= Source =
[Mesa-dev] [RFC] [BRANCH] Floating point textures and rendering for Mesa, softpipe and llvmpipe

Fri Aug 27 05:49:50 PDT 2010

I created a new branch called "floating" which includes an apparently
successful attempt at full support of floating-point textures and
render targets.

I believe it is fundamentally correct, but should be considered a
prototype and almost surely contains some oversights.

Specifically, the following is included:
1. GL_ARB_half_float_pixel is advertised
2. Gallium luminance/alpha/intensity floating point formats are added
3. GL_ARB_texture_float is finished and renamed from GL_MESAX_texture_float
4. Support for not clamping colors supplied to the GL but clamping
queries is added
5. Fragment, vertex and read color (non-)clamping is implemented
6. GL_ARB_color_buffer_float is implemented and advertised (this is
the tricky one)
7. Vertex and fragment clamping is pushed through Gallium using a
temporary interface
8. draw and draw_llvm get proper vertex color clamping support
9. For softpipe, blending is reworked to work with both fixed and
floating point target, and fragment clamping is properly supported
10. llvmpipe is converted to use float tiles instead of uint8_t tiles
11. For llvmpipe, blending is reworked to work with both fixed and
floating point target, and fragment clamping is properly supported

The Mesa parts should be the right approach, but might have minor issues.
The softpipe code should also be good.
The gallium interface is instead provisional and the llvmpipe code
shouldn't be merged in the current form.

As an immediate result, Unigine demos that failed due to framebuffer
incompleteness or lack of fp extensions now work.
However, softpipe is unusable with them and llvmpipe is also slow and
very glitchy.
Furthermore, shader compilation takes a lot of time: expect loading to
take even 5-10 minutes on fast machine, and possibly much more on
slower machines.
Unigine Tropics seems to work best, followed by Unigine Sanctuary.
Unigine Heaven works too but with really heavy glitches.

More details follow.

* How to test this

- floattex in mesa-demos
- ARB_color_buffer_float testsuite on the piglit mailing list
- Philip Rideout's bloom/hdr demo at http://prideout.net/archive/bloom/#HDR
- Stephane Metz's "HDR in OpenGL" at http://www.smetz.fr/?page_id=83
- Unigine demos
- Games with HDR support

* ARB_half_float_pixel

This one just requires support for half float datatypes in user
memory, which we already had.
Hence, just turn it on in mesa/st

* ARB_texture_float

Currently Mesa implements MESAX_texture_float, which as far as I can
tell conforms to ARB_texture_float, except for the fact that we did
not clamp texels sampled from the fixed function pipeline.
Hence, I added that and renamed the extension to the ARB name (I doubt
anyone relied exclusively on the MESAX_* name).

Support in mesa/st was missing though. To add it, I added new
luminannce/alpha/intensity formats to Gallium and converted the Mesa
internal formats to/from them.

It is then enabled if any floating point formats are supported.

* ARB_color_buffer_float

This is the hard part, and despite the name doesn't actually require
floating-point support.

[Data records]

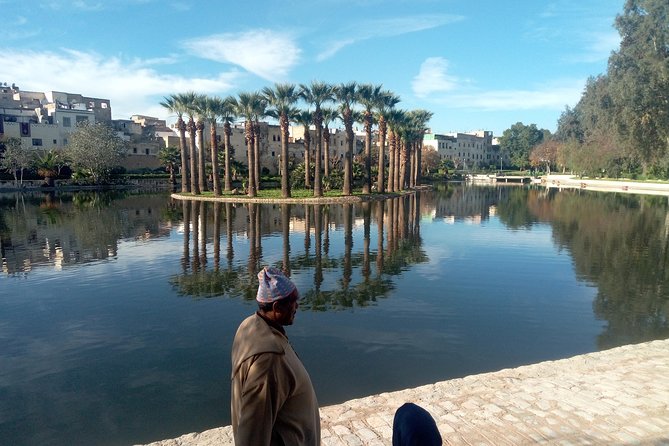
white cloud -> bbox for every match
[412,57,585,111]
[316,14,463,61]
[183,29,301,81]
[411,57,458,98]
[0,48,240,119]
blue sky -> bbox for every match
[0,0,624,135]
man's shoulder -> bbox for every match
[232,314,287,372]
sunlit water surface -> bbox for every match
[0,186,669,445]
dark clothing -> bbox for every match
[393,403,442,446]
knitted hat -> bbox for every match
[256,266,296,303]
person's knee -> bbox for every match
[393,403,442,446]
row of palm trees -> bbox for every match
[160,81,432,198]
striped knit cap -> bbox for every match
[256,266,296,303]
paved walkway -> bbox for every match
[141,339,669,446]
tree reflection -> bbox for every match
[544,191,669,349]
[171,197,427,311]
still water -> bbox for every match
[0,186,669,445]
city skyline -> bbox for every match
[0,0,624,136]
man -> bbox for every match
[231,267,321,446]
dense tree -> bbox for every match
[32,149,67,187]
[66,122,128,183]
[499,122,544,169]
[0,138,30,184]
[608,0,669,171]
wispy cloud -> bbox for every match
[411,57,459,98]
[0,48,240,118]
[412,57,585,111]
[316,14,463,61]
[566,31,620,63]
[183,29,302,81]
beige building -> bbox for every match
[423,130,500,169]
[0,84,104,150]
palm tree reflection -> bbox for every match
[171,196,427,311]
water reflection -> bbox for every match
[171,195,427,311]
[0,186,669,444]
[0,192,181,275]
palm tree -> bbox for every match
[335,82,358,195]
[386,109,406,192]
[177,91,200,195]
[295,110,311,189]
[409,109,433,186]
[253,92,267,191]
[321,108,339,177]
[160,94,190,192]
[376,91,400,193]
[158,146,180,188]
[358,84,382,194]
[300,81,334,197]
[237,92,256,198]
[205,96,224,196]
[192,94,208,192]
[219,96,237,192]
[262,84,299,198]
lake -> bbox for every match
[0,185,669,445]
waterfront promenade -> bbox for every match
[141,339,669,446]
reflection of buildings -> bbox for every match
[421,186,500,224]
[0,194,171,274]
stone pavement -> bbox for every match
[141,339,669,446]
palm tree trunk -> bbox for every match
[415,139,423,186]
[387,130,395,192]
[362,112,372,194]
[246,120,256,197]
[376,116,386,193]
[323,125,330,177]
[342,110,353,195]
[223,121,232,192]
[209,121,221,197]
[188,118,200,195]
[304,126,311,189]
[393,132,402,192]
[177,116,190,192]
[196,120,209,192]
[253,121,260,191]
[314,108,323,197]
[281,114,290,198]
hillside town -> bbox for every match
[0,82,501,174]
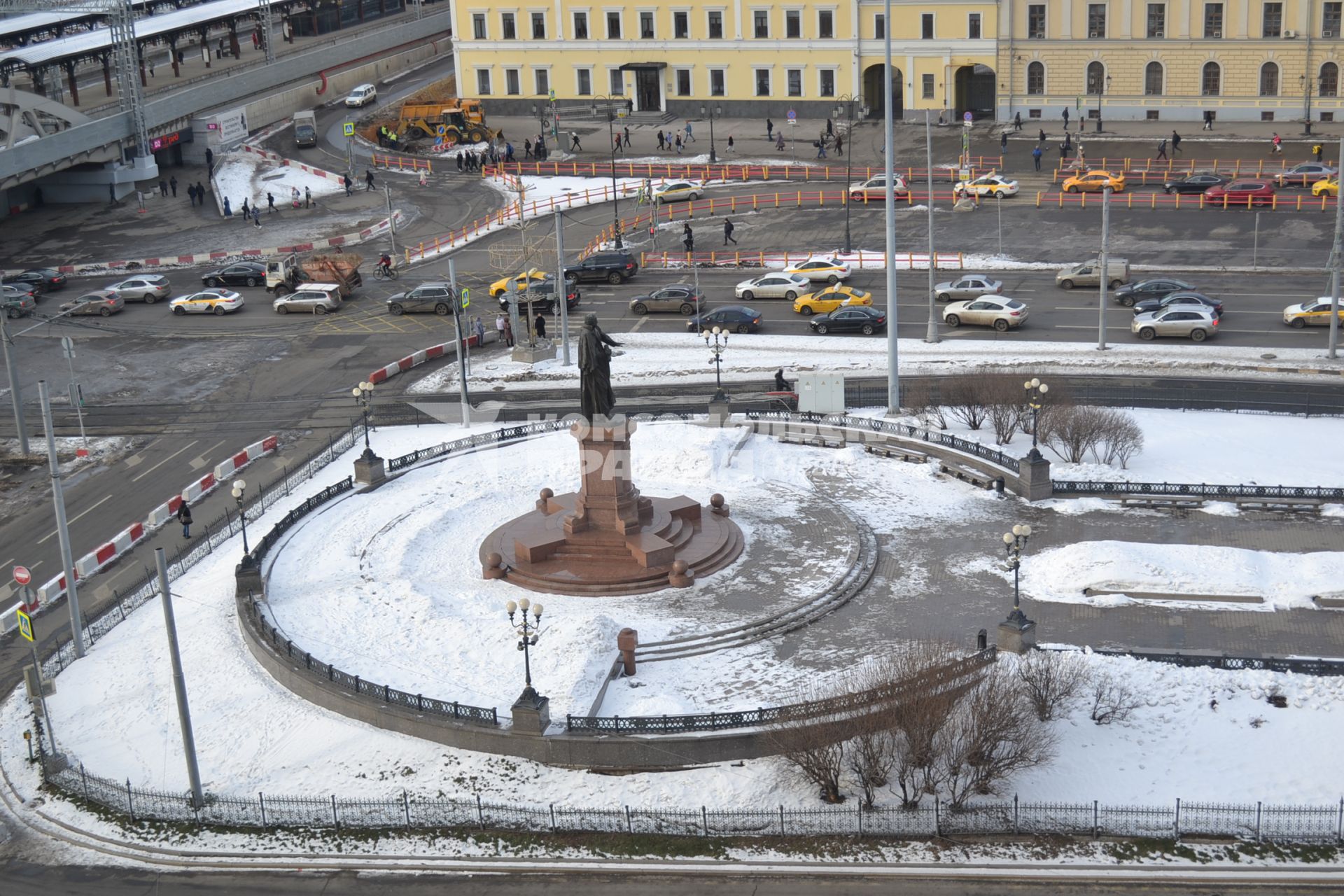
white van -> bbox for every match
[345,85,378,106]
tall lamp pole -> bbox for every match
[593,94,625,248]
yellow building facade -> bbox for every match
[453,0,1000,124]
[995,0,1344,122]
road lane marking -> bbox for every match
[36,494,111,542]
[130,440,200,482]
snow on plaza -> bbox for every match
[15,392,1344,807]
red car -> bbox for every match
[1204,178,1274,207]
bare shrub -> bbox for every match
[939,665,1055,808]
[1091,674,1140,725]
[1015,650,1091,722]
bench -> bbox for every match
[938,461,999,489]
[863,444,929,463]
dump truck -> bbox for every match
[396,99,498,144]
[294,111,317,146]
[266,251,364,298]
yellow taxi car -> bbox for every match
[491,267,551,298]
[1060,171,1125,193]
[1284,295,1344,329]
[793,286,872,317]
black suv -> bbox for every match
[564,253,640,284]
[500,279,583,314]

= Short task =
According to the post on floating-point textures for Mesa, which Unigine demo seems to work best with the new branch?

= Task output =
Unigine Tropics